A report provides new details on what led to felony charges against UCLA and a chemistry professor in the death of a staff research assistant following a campus lab fire in 2008.
The researcher at the University of California, Los Angeles, lacked proper training and the university and the professor are to blame, according to the report obtained by the Los Angeles Times.
The California Division of Occupational Safety and Health criminal investigation report obtained by the Times said Sheharbano “Sheri” Sangji was neither experienced nor well-trained, as UCLA had claimed. She was burned over nearly half her body when air-sensitive chemicals burst into flames and ignited her clothes at a campus lab in December 2008. She died 18 days later.
The 95-page report adds new detail to the circumstances surrounding Sangji’s death and provides insight into the basis for felony charges filed last month against UCLA chemistry professor Patrick Harran and the UC Board of Regents, according to the Times. Based on labor code violations, the charges are thought to be the first stemming from an academic lab accident in the United States.

GIVEN DATA:
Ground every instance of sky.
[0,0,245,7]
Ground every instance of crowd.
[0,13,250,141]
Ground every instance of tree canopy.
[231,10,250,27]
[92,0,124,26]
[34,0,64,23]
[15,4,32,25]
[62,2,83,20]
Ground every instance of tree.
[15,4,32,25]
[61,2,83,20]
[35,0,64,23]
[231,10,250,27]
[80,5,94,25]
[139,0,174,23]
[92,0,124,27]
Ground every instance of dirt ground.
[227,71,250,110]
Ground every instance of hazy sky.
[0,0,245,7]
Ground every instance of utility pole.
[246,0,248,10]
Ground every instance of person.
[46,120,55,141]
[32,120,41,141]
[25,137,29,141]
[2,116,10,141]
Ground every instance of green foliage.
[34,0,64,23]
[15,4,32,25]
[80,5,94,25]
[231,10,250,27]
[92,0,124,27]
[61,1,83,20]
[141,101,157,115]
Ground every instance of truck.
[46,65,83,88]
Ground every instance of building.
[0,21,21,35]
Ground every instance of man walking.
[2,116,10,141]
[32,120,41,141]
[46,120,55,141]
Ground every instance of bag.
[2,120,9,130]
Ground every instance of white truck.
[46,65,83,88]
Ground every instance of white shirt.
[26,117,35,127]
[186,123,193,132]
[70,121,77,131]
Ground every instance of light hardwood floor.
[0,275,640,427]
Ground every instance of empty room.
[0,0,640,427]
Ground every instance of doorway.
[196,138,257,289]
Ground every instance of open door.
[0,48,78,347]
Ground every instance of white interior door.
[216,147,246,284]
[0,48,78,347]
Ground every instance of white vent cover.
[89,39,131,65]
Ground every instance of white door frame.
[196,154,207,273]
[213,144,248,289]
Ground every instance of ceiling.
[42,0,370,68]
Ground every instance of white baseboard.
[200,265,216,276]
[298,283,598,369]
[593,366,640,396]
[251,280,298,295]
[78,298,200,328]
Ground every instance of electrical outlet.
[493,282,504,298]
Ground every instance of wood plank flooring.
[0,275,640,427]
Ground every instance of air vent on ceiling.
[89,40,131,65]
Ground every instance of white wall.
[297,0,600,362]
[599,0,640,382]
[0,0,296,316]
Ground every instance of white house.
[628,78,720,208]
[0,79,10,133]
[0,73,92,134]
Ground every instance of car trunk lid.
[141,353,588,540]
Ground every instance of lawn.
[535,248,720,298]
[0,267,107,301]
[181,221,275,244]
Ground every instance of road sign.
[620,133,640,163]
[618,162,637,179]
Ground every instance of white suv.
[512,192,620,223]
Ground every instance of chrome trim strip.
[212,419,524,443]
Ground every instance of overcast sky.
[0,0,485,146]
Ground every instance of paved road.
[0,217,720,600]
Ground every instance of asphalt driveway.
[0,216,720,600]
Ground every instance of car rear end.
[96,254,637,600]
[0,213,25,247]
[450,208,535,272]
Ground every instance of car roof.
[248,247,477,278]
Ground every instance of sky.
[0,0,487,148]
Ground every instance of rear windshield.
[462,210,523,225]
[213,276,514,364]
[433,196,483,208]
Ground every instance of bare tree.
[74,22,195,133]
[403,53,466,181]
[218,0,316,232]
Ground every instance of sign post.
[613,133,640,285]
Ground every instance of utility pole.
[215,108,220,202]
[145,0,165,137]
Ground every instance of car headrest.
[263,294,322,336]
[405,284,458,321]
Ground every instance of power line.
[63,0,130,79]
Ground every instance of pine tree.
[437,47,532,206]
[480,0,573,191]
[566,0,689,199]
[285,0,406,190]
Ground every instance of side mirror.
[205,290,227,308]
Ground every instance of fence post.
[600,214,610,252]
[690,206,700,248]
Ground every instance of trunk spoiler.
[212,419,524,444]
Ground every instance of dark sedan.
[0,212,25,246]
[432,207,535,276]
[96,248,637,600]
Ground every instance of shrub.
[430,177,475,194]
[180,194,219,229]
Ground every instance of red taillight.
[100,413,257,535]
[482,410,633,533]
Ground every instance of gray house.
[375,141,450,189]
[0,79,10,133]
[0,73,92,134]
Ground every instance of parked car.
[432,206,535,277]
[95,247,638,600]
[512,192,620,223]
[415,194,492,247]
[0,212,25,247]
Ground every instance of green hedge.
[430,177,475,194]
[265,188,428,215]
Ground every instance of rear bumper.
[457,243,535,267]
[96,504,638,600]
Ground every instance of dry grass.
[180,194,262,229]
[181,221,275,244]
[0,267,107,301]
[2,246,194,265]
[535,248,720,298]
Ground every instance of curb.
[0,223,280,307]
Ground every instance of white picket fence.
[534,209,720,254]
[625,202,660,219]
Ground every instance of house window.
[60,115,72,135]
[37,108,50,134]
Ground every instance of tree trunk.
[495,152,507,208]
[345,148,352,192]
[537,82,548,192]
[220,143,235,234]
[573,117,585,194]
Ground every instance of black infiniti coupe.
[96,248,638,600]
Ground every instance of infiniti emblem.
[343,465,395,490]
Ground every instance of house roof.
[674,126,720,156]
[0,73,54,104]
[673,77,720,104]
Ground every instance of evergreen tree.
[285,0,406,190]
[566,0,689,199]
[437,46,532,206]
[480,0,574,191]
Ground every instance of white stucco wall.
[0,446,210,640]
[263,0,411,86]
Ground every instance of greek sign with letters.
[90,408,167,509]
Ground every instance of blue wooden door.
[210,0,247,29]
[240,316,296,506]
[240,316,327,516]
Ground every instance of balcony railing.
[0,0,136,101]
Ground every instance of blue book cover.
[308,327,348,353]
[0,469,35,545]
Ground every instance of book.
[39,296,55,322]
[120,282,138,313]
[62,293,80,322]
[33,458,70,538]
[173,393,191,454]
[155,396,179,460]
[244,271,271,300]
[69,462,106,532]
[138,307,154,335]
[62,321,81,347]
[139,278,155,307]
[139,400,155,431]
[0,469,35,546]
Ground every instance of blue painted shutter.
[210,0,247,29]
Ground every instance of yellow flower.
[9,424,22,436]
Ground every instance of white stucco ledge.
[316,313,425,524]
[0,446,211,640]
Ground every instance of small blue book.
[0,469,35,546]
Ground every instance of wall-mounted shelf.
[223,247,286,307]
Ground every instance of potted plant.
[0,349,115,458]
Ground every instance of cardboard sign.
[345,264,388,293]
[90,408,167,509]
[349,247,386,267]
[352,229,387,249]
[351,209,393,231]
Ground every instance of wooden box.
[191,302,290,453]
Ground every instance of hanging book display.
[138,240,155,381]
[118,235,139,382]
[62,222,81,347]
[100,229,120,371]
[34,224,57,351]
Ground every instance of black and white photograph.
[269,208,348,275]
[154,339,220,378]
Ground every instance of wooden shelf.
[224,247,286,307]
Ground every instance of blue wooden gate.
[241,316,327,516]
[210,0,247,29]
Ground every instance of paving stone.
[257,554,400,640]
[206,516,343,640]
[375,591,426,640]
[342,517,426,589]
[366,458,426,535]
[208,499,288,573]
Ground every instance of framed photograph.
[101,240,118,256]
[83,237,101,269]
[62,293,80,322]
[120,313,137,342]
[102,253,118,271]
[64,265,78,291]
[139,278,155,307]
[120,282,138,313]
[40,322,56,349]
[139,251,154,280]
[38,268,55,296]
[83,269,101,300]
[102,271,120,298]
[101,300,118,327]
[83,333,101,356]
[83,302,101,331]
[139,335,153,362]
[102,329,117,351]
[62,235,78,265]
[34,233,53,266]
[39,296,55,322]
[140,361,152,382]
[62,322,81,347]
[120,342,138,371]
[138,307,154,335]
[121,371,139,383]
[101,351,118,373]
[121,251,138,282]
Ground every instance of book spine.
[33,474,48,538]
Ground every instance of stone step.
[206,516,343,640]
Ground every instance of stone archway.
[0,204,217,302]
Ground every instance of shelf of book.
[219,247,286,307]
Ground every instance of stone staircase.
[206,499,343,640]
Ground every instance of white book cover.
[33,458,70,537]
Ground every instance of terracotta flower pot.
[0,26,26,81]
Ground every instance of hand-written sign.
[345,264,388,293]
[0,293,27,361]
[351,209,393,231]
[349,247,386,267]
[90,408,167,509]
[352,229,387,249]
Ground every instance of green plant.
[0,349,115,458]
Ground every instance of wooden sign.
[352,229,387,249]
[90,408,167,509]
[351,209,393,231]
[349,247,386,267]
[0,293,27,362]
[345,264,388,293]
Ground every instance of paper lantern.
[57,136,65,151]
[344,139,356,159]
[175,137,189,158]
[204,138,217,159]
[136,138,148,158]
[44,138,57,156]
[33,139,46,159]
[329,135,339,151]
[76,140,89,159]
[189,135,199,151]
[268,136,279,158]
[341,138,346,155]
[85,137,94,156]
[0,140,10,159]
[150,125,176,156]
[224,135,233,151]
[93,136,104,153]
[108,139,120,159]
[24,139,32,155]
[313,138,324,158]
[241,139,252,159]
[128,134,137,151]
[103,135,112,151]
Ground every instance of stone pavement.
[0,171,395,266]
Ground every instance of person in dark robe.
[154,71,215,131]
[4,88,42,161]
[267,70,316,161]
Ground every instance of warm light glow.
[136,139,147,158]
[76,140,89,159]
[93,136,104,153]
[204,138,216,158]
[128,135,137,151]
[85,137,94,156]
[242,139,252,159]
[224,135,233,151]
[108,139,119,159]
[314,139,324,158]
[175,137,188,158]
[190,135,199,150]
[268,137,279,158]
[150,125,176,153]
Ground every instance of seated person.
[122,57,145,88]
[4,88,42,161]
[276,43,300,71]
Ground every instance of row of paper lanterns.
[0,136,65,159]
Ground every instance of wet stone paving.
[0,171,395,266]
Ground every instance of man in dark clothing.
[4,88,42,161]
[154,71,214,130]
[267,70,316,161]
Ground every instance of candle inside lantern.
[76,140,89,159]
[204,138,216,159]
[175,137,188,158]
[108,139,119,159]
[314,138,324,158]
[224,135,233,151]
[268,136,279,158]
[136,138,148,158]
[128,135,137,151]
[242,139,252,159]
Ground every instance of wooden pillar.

PROBLEMS TO SOLVE:
- 1) According to the article on the UCLA lab fire, how many pages long is the Cal/OSHA criminal investigation report?
- 2) From the article on the UCLA lab fire, extract the passage starting at "The researcher at" and ending at "Los Angeles Times.".
- 3) Write the next part of the article on the UCLA lab fire, picking up after its final sentence.

RESULTS FOR EACH TASK:
- 1) 95 pages.

- 2)
The researcher at the University of California, Los Angeles, lacked proper training and the university and the professor are to blame, according to the report obtained by the Los Angeles Times.

- 3)
University officials have blasted the charges as “unwarranted,” “outrageous” and “appalling” and say they contradict an earlier CalOSHA investigation that resulted in nearly $32,000 in CalOSHA fines but no findings of intentional, or “willful,” violations.
The report, completed in 2009 but not previously made public, states that UCLA, by repeatedly failing to address previous safety lapses, had “wholly neglected its legal obligations” to provide a safe environment in campus labs and that Harran was personally responsible.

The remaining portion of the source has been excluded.